▸ Material provided
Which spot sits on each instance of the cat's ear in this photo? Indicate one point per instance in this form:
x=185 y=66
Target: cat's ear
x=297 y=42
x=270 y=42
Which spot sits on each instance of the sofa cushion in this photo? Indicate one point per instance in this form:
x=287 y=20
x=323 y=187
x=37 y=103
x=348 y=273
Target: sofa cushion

▸ Written request
Reproduce all of the data above, swapping every "instance" for "occurrence" and changing nothing else.

▸ Solution
Which spot sits on each occurrence of the cat's ear in this photo? Indicate one point per occurrence in this form:
x=185 y=66
Target: cat's ear
x=297 y=42
x=270 y=42
Which spot sits on each occurrence of the sofa cushion in this photo? Indicate one point per occurrence in this form:
x=287 y=20
x=323 y=187
x=37 y=103
x=348 y=273
Target: sofa cushion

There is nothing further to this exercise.